PROBLEM DESCRIPTION:
Can you put the stretch of the listing from the line containing "[segment] girl with dark hair" through the line containing "246], [198, 242]]", both included, into a numbered list with the blank lines left out?

Saved entries:
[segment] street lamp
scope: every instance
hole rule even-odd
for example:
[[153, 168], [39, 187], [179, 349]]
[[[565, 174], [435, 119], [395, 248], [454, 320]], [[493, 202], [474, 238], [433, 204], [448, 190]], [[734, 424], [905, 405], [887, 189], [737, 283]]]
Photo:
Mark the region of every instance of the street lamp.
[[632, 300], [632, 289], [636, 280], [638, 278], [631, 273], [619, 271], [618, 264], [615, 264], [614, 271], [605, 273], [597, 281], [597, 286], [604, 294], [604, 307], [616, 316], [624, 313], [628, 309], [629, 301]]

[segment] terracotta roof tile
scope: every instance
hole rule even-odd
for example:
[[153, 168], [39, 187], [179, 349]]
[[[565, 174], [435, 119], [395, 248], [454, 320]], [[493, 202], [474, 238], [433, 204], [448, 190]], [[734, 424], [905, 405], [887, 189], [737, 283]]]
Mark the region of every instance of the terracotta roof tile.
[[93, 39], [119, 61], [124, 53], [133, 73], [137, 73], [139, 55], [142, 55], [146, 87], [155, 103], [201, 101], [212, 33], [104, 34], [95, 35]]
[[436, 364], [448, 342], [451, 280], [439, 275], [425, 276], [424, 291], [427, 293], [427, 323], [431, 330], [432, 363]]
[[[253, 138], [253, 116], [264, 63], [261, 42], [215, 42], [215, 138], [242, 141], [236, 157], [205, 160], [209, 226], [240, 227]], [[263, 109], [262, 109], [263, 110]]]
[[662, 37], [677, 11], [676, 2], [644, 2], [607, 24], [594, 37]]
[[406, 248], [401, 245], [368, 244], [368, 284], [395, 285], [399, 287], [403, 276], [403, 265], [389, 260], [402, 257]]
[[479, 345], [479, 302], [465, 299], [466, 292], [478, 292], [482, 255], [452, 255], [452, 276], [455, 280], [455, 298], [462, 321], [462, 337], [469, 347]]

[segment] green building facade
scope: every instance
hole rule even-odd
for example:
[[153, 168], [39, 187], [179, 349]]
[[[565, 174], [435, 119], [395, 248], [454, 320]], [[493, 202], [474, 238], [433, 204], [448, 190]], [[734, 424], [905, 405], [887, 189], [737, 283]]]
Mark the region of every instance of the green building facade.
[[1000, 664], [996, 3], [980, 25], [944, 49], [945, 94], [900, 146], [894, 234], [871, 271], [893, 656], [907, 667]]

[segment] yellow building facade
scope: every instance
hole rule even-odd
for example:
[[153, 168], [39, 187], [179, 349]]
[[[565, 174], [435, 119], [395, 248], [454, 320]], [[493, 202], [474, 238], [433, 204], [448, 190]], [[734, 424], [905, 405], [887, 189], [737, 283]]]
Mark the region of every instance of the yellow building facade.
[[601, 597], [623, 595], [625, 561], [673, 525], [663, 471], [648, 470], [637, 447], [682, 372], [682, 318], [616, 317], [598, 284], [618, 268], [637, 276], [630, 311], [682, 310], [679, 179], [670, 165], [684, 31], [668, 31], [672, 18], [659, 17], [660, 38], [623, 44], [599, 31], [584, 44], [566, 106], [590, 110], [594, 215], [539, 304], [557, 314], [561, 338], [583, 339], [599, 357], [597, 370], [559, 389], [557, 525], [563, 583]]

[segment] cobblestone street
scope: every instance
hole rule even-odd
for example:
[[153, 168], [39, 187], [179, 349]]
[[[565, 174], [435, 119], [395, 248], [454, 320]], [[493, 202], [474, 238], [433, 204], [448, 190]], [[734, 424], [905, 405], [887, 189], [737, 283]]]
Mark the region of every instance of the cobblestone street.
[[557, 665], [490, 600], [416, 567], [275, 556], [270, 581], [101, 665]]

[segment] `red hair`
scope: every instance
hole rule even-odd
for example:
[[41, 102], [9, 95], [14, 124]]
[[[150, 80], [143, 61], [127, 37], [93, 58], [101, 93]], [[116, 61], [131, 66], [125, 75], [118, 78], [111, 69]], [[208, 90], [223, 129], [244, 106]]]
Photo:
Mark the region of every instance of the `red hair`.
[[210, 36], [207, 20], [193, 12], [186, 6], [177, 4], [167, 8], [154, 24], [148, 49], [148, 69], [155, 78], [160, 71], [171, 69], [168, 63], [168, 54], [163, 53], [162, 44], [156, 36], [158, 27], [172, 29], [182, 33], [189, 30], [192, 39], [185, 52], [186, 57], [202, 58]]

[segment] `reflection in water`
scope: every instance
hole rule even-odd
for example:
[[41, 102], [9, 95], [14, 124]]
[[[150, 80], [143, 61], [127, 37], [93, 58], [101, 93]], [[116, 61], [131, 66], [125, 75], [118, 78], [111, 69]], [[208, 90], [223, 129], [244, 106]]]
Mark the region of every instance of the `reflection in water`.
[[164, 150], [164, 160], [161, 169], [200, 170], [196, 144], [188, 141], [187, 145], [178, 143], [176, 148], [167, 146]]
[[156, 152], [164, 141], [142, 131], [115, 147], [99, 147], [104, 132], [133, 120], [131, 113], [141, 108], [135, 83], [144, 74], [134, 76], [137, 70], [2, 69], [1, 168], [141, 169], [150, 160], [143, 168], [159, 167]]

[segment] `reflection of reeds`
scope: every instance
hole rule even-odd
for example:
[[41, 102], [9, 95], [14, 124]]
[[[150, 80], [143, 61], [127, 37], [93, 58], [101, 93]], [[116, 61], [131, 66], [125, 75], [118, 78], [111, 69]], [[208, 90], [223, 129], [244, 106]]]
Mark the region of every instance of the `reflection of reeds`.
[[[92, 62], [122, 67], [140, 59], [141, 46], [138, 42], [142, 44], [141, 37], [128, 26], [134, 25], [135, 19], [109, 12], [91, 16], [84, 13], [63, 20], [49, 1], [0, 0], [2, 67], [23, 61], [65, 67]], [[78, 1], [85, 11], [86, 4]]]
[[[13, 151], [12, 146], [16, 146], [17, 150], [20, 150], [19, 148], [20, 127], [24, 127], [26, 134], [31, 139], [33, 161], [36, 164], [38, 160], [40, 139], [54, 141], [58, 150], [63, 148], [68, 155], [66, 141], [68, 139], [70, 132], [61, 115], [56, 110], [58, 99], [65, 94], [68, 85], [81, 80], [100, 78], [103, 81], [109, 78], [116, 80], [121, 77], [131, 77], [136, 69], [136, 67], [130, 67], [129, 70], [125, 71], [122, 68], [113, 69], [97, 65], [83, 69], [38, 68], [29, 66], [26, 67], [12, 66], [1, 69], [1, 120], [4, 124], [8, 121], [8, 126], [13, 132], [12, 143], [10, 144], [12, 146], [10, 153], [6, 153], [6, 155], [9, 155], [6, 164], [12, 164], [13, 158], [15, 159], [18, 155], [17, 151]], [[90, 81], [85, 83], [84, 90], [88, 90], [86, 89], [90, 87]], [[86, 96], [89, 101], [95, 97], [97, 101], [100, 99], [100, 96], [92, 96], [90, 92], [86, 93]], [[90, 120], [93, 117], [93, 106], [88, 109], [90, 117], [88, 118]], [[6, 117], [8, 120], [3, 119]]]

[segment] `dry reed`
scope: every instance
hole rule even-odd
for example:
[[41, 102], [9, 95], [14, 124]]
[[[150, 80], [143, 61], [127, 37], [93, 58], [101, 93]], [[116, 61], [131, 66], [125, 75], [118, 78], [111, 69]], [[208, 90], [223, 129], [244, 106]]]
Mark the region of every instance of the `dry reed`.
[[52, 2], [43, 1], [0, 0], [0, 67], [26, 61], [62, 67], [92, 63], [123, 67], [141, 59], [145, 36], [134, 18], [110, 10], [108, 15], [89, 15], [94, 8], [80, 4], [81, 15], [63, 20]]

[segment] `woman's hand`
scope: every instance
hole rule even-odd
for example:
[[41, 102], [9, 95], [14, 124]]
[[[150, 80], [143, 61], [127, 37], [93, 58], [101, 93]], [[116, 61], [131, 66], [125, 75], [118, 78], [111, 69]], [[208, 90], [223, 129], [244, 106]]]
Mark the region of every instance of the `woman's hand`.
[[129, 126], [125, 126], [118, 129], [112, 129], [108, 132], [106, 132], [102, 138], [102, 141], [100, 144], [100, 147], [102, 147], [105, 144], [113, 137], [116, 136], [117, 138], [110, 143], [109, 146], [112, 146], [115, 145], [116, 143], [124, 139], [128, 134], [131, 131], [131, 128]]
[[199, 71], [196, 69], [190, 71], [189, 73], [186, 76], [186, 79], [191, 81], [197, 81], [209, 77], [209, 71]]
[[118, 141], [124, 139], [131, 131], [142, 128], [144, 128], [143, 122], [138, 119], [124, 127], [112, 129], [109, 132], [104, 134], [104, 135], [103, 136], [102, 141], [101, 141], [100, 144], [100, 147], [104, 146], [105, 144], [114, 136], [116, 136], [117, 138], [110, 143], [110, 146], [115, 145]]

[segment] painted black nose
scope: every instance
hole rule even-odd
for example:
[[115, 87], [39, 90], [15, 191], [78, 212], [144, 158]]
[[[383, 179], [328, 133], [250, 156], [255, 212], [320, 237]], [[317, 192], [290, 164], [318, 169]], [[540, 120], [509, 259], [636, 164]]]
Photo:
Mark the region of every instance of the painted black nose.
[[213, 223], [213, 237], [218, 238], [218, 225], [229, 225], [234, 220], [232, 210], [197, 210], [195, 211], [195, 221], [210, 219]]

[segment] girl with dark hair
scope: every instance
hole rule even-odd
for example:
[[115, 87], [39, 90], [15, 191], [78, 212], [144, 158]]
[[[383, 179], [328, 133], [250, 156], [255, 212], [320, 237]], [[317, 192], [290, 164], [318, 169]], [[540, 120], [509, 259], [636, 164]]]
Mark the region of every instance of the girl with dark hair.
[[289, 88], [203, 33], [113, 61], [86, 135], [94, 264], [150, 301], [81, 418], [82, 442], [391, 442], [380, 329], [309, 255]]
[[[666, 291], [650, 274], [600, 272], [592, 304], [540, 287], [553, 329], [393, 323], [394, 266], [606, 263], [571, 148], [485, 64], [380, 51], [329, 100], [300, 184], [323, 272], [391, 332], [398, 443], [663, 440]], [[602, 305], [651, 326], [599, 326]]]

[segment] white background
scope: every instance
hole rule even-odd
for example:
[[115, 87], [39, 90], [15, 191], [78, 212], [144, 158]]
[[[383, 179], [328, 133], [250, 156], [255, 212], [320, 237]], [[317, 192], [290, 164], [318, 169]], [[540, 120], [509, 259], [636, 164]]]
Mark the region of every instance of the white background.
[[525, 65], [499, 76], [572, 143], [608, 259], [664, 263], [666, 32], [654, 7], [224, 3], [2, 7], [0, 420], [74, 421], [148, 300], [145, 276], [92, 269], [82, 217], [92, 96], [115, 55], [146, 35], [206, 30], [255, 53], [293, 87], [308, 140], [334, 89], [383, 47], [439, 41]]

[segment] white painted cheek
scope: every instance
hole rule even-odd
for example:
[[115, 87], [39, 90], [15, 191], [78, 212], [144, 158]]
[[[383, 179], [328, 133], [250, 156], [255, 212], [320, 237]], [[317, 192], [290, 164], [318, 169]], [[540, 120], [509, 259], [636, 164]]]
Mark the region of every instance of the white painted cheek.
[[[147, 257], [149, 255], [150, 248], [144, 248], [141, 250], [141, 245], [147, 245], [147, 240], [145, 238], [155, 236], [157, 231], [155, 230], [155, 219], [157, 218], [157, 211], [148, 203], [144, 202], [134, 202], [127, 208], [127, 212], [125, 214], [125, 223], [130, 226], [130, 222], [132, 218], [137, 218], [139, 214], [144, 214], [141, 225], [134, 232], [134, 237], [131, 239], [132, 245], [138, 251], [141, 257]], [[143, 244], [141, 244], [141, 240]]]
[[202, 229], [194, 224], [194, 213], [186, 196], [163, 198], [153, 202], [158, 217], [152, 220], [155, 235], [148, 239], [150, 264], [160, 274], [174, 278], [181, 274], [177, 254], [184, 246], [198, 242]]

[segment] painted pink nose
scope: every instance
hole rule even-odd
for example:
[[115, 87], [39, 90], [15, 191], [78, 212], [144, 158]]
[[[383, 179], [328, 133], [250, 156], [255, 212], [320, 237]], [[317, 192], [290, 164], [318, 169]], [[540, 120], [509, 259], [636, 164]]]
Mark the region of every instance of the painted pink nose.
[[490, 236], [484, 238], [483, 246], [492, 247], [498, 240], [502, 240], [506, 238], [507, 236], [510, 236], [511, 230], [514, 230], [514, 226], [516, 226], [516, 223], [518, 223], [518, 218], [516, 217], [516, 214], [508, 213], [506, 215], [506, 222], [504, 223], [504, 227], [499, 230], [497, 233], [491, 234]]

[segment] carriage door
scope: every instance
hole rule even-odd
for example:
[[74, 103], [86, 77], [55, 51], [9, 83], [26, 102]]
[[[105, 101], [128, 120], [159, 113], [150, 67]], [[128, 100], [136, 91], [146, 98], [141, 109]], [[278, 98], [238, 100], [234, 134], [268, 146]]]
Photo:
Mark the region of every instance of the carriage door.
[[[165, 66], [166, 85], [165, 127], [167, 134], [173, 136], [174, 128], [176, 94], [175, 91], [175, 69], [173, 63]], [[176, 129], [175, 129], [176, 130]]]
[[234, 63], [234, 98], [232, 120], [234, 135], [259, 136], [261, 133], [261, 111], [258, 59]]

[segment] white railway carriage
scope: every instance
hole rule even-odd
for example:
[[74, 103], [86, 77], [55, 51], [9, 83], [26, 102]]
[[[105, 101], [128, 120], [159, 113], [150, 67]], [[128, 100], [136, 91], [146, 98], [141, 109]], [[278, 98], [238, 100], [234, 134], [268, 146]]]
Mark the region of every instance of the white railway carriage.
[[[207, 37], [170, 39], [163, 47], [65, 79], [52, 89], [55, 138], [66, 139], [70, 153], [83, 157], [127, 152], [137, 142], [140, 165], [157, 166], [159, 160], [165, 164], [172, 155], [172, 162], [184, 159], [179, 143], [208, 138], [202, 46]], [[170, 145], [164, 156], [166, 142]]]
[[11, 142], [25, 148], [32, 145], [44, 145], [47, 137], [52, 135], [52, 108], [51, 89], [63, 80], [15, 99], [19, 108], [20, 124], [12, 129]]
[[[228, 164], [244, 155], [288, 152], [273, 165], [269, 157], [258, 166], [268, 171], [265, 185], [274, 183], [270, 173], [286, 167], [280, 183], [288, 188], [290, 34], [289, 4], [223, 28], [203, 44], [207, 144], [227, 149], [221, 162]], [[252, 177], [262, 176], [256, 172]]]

TASK RESPONSE:
1. [segment] girl with dark hair
2. scope: every instance
3. hole rule even-odd
4. for example:
5. [[115, 87], [39, 90], [15, 191], [78, 212], [144, 158]]
6. [[[383, 179], [328, 133], [250, 156], [255, 212], [320, 237]], [[317, 192], [290, 164], [318, 169]], [[540, 120], [509, 259], [636, 164]]]
7. Mark the region of every instance of the girl with dark hair.
8. [[289, 88], [203, 33], [113, 61], [86, 135], [94, 264], [150, 301], [81, 418], [82, 442], [391, 442], [380, 329], [309, 255]]
9. [[[666, 291], [650, 274], [600, 272], [592, 304], [540, 287], [553, 329], [393, 323], [394, 266], [606, 263], [571, 148], [485, 64], [380, 51], [329, 100], [300, 184], [323, 272], [391, 332], [398, 443], [663, 440]], [[602, 305], [651, 326], [599, 326]]]
10. [segment] white background
11. scope: every instance
12. hole rule even-odd
13. for example:
14. [[115, 87], [39, 90], [15, 191], [78, 212], [144, 158]]
15. [[[383, 179], [328, 133], [250, 156], [255, 212], [320, 237]], [[317, 192], [290, 164], [318, 169]], [[540, 120], [509, 259], [636, 164]]]
16. Mark the region of every instance of the white background.
17. [[525, 65], [499, 76], [572, 143], [608, 259], [664, 263], [666, 32], [654, 7], [224, 3], [2, 7], [0, 420], [74, 421], [148, 300], [145, 276], [92, 269], [82, 217], [92, 96], [115, 55], [146, 35], [206, 30], [255, 53], [293, 87], [308, 140], [334, 89], [383, 47], [439, 41]]
18. [segment] white painted cheek
19. scope: every instance
20. hole rule even-odd
21. for example:
22. [[115, 87], [39, 90], [15, 191], [78, 212], [144, 158]]
23. [[[383, 179], [328, 133], [250, 156], [255, 212], [320, 237]], [[317, 192], [290, 164], [318, 169]], [[540, 120], [509, 259], [636, 164]]]
24. Mark the region of every instance of the white painted cheek.
25. [[[147, 257], [149, 255], [150, 248], [144, 248], [141, 250], [141, 245], [147, 245], [147, 240], [145, 238], [155, 236], [157, 231], [155, 230], [155, 219], [157, 218], [157, 211], [148, 203], [144, 202], [134, 202], [127, 208], [127, 212], [125, 214], [125, 223], [130, 226], [130, 222], [132, 218], [137, 218], [139, 214], [144, 214], [141, 225], [134, 232], [134, 237], [131, 239], [132, 245], [138, 251], [141, 257]], [[143, 244], [141, 244], [141, 240]]]
26. [[202, 229], [194, 224], [194, 213], [186, 196], [163, 198], [153, 202], [158, 217], [152, 220], [155, 235], [148, 239], [150, 264], [160, 274], [174, 278], [181, 274], [177, 254], [184, 246], [198, 242]]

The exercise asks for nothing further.